▸ **REQUIRED WORK**
Retype exactly the stretch of lines that begins at the line containing "of the rooftop" and ends at the last line of the data, with no other lines.

Start of ENTRIES SUPPLIED

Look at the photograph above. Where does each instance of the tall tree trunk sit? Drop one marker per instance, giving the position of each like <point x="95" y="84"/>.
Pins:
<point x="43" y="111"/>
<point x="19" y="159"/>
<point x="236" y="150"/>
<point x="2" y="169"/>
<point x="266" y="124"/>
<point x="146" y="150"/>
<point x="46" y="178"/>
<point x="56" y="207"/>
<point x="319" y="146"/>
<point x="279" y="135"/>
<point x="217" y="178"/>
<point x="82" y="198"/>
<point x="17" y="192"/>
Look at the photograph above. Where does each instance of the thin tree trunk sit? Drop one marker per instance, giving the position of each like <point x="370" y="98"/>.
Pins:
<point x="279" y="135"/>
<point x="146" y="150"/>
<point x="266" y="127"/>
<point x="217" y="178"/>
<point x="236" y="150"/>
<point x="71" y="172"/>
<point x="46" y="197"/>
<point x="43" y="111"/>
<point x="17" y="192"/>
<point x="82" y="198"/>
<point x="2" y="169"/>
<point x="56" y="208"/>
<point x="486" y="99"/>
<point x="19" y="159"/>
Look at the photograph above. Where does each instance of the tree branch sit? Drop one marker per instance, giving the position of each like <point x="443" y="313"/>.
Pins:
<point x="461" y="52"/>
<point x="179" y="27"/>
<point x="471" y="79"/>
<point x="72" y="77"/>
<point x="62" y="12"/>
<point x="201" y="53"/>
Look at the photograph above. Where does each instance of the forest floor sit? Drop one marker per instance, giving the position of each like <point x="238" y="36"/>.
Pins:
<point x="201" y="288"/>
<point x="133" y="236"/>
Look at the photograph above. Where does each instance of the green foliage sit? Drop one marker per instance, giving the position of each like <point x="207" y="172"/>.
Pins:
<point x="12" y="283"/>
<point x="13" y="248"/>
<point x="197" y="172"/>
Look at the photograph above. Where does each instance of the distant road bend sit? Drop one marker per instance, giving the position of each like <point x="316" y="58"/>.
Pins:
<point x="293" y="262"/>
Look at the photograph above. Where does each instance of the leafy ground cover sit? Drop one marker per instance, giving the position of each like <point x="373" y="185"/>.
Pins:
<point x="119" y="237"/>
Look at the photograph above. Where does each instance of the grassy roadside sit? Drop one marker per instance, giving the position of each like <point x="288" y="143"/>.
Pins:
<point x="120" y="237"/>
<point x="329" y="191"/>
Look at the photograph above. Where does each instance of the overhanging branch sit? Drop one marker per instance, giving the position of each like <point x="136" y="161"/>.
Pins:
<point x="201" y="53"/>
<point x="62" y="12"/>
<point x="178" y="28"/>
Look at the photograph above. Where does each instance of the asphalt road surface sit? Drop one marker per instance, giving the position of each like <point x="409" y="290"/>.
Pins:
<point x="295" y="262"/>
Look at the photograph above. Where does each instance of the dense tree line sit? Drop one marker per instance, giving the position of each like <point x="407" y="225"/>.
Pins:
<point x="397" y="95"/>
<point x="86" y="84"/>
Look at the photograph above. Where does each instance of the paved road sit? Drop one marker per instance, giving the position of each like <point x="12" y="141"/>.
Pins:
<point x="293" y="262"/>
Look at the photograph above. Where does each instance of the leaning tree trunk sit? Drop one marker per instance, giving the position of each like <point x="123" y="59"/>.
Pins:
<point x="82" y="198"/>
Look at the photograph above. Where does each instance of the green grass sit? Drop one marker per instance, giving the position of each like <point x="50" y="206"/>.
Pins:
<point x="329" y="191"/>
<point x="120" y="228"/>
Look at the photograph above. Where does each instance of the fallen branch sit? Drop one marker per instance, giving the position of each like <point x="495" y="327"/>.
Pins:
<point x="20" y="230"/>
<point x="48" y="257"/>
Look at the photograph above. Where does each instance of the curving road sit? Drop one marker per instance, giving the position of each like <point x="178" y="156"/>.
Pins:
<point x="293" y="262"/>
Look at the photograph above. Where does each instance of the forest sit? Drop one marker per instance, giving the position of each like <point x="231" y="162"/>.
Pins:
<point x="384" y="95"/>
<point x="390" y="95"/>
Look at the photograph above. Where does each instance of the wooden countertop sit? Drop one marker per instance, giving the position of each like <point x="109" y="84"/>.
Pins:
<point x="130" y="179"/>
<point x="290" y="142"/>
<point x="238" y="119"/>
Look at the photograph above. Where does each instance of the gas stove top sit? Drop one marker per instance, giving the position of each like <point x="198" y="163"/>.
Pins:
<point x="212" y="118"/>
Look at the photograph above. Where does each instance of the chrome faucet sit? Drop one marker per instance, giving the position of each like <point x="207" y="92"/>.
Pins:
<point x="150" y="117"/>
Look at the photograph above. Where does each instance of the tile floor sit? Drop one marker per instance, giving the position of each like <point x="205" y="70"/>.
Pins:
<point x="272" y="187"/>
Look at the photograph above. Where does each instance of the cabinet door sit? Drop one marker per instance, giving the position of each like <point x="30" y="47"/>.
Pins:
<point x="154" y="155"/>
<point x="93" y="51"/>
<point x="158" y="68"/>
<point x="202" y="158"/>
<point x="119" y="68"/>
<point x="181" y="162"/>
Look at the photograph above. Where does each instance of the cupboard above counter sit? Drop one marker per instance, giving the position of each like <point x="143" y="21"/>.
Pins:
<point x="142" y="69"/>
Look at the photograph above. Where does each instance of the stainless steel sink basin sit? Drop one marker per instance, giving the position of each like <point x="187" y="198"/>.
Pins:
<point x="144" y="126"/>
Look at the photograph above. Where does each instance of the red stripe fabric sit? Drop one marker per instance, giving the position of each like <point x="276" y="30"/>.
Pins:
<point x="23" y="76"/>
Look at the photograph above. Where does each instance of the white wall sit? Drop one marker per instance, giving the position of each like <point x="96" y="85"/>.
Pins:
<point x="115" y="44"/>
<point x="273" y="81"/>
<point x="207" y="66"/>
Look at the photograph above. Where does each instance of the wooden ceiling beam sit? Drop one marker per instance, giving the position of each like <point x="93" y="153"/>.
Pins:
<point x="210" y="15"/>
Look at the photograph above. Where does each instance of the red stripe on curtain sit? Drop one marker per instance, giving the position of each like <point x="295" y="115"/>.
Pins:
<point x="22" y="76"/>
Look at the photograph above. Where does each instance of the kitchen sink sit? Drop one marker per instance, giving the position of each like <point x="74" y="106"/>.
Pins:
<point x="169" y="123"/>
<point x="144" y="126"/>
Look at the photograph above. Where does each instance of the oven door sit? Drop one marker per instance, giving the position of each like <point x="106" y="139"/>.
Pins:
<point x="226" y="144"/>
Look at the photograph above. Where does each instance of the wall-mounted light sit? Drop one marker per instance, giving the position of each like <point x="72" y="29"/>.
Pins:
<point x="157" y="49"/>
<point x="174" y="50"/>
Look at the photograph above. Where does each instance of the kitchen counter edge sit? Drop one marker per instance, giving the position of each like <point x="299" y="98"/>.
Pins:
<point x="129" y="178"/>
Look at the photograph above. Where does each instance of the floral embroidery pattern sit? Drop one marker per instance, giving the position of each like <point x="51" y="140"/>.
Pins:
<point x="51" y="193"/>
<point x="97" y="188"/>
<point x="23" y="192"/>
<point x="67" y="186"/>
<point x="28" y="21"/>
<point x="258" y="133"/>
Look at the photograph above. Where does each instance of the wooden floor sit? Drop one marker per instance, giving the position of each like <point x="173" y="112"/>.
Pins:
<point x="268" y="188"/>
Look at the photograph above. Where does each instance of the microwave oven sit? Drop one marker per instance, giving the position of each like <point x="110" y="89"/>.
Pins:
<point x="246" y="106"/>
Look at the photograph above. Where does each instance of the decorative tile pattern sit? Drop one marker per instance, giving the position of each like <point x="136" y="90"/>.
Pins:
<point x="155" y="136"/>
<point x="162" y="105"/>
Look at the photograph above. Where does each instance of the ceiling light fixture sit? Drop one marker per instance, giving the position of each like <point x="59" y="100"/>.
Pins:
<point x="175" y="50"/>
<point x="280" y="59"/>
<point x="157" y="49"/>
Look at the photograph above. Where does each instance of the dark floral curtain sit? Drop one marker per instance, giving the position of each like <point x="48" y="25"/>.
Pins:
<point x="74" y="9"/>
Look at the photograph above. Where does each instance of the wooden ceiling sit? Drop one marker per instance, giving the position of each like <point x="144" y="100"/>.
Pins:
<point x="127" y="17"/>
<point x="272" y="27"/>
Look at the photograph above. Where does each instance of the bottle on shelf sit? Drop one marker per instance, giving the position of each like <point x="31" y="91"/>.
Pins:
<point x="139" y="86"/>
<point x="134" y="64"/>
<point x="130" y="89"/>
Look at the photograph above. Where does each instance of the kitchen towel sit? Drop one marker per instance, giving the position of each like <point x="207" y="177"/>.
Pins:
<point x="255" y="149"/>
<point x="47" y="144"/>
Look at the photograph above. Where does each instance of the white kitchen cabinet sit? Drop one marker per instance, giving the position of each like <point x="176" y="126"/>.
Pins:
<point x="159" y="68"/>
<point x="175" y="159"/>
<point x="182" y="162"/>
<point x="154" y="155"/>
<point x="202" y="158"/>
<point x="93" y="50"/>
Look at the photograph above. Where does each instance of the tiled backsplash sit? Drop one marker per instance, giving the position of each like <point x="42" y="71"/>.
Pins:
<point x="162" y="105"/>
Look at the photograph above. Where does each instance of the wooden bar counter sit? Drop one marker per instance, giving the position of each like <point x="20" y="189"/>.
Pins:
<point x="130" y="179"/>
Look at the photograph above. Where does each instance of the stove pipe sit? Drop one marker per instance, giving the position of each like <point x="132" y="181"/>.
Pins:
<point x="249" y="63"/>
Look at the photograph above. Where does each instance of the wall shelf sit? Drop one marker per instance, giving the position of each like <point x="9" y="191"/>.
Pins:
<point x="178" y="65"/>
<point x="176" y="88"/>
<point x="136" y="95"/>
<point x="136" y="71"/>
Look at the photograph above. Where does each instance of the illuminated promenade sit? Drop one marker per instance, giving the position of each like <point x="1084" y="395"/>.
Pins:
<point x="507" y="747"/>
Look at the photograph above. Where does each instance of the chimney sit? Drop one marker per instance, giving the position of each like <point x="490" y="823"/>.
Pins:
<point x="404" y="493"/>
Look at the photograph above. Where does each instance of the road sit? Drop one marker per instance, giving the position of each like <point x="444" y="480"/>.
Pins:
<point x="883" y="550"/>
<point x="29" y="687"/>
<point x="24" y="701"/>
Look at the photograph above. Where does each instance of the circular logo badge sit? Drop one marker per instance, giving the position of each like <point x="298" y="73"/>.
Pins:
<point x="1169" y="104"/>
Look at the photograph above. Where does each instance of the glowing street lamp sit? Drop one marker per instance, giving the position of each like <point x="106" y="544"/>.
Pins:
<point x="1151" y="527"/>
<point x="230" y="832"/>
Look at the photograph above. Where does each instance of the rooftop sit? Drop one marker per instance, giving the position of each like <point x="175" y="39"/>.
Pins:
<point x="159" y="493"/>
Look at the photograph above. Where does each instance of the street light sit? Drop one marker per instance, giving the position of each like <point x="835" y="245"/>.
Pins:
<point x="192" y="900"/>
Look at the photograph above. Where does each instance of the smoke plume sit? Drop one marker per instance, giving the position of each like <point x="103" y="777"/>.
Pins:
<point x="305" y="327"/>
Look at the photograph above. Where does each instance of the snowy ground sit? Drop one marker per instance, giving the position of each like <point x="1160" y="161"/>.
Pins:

End of ENTRIES SUPPLIED

▸ **RESULT FOR THIS TASK**
Look at the photograph above. Where does each instance of the rooftop sit? Drop one marker per instance, giving the position of each like <point x="175" y="39"/>.
Pins:
<point x="159" y="493"/>
Look at the photograph above. Where does each instance of the street light sit? Drop one marker per instance, giving the position of each like <point x="835" y="245"/>.
Pins:
<point x="192" y="900"/>
Look at the photograph above. Where does each instance of the smoke plume sit? Drop one marker per instance, giving the position of each like <point x="103" y="777"/>.
Pins:
<point x="305" y="327"/>
Look at the photograph above. Where does each instance of the snowy ground sit? Drop one marker per instance, giving the position of each like <point x="1160" y="161"/>.
Pins:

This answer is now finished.